Please rewrite these lines as a numbered list, leaving out any blank ones.

**********

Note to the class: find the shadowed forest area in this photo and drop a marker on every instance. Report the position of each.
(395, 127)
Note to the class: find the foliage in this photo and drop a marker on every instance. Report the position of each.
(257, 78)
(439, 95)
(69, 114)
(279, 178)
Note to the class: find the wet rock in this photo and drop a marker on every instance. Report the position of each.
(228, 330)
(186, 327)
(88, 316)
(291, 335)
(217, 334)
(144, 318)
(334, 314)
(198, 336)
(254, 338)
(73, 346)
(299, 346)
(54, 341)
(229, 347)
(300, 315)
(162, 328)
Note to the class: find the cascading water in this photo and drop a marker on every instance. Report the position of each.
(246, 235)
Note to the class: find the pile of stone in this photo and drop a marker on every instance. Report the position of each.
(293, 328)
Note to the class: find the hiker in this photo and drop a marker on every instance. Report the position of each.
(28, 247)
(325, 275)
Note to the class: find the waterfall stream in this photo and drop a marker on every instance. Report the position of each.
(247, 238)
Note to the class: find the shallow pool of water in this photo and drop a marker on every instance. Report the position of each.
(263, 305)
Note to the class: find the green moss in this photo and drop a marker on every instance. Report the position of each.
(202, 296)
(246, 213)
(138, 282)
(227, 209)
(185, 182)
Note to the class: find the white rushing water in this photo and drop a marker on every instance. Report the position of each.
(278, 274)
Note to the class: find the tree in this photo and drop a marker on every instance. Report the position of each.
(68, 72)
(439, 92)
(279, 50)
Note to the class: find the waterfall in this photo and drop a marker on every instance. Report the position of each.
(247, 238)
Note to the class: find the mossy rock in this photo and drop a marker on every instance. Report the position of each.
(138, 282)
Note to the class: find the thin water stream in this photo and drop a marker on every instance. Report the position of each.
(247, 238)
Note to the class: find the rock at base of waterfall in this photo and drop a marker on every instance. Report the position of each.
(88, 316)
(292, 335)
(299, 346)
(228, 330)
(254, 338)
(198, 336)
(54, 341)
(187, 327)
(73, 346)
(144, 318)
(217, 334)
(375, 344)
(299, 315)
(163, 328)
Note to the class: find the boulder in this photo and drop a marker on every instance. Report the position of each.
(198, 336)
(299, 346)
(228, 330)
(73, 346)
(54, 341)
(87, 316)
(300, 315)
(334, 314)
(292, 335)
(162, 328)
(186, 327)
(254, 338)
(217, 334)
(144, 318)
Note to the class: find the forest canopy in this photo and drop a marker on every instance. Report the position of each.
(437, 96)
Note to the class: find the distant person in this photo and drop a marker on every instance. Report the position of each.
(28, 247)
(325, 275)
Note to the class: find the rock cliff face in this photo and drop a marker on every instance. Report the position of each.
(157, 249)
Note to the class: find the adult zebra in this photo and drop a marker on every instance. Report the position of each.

**********

FINAL RESULT:
1. Note to the class: find the shadowed forest area in this photo and drop a marker on every instance. Report the position of each.
2. (395, 127)
3. Note to the class: find the foliage in this photo and drop a marker on every instance. Report the position of each.
4. (257, 78)
5. (439, 95)
6. (69, 114)
7. (279, 178)
8. Note to the class: find the wet rock in this photo and drop a marker on every instance. Report the position of each.
9. (228, 330)
10. (186, 327)
11. (88, 316)
12. (291, 335)
13. (217, 334)
14. (144, 318)
15. (334, 314)
16. (198, 336)
17. (254, 338)
18. (73, 346)
19. (299, 346)
20. (54, 341)
21. (229, 347)
22. (300, 315)
23. (162, 328)
24. Note to the class: find the cascading water in this photo and drop a marker on every instance. Report the position of each.
25. (246, 235)
26. Note to the class: find the pile of stone in this photo and drop a marker on every instance. Report the position of each.
27. (293, 328)
28. Note to the class: find the hiker in this photo and drop a marker on every instance. Report the position of each.
29. (28, 247)
30. (325, 275)
31. Note to the class: find the waterfall stream in this photo and drop a marker on every instance. Report the position of each.
32. (247, 238)
33. Note to the class: find the shallow pool of water in this photo and drop a marker on every instance. Report the position of each.
34. (263, 305)
35. Note to the class: find the green moss in this photo and drop a marker on every instance. Report the position of each.
36. (202, 296)
37. (246, 213)
38. (138, 282)
39. (227, 209)
40. (185, 182)
41. Note to the class: find the white rushing water in this photo and drop a marker on every instance. Report the position of each.
42. (278, 274)
43. Note to the class: find the tree in this photo and drop a marker on every instance. Report the position of each.
44. (68, 72)
45. (439, 92)
46. (279, 50)
47. Note to the class: find the waterfall in this photo and drop a marker on every instance. Report the position of each.
48. (247, 238)
49. Note to the class: find the mossy rock in this photo and drop a marker on every instance. Report the position of each.
50. (138, 282)
51. Note to the class: find the thin water stream in this photo and drop a marker on every instance. Report the position of each.
52. (247, 238)
53. Note to the class: find the rock at base of waterfall in this photo and drop a marker on every instance. Report the position of each.
54. (88, 316)
55. (292, 335)
56. (299, 346)
57. (228, 330)
58. (254, 338)
59. (198, 336)
60. (54, 341)
61. (187, 327)
62. (73, 346)
63. (144, 318)
64. (217, 334)
65. (375, 344)
66. (299, 315)
67. (163, 328)
68. Note to the class: find the boulder in this photo and drop a marker on every instance. Report the position of each.
69. (198, 336)
70. (299, 346)
71. (228, 330)
72. (73, 346)
73. (54, 341)
74. (87, 316)
75. (300, 315)
76. (334, 314)
77. (292, 335)
78. (162, 328)
79. (186, 327)
80. (254, 338)
81. (217, 334)
82. (144, 318)
83. Note to the class: find the forest canopy in this photo and drop a marker on every instance. Report the position of each.
84. (437, 96)
85. Note to the class: find the distant person in this photo and drop a marker on every instance. Report the position of each.
86. (28, 247)
87. (325, 275)
88. Note to the class: find the rock cliff face in this photo and drop a marker on every instance. Report the position of each.
89. (157, 249)
90. Note to the class: find the adult zebra in this photo and drop a marker on every instance. Report the position of each.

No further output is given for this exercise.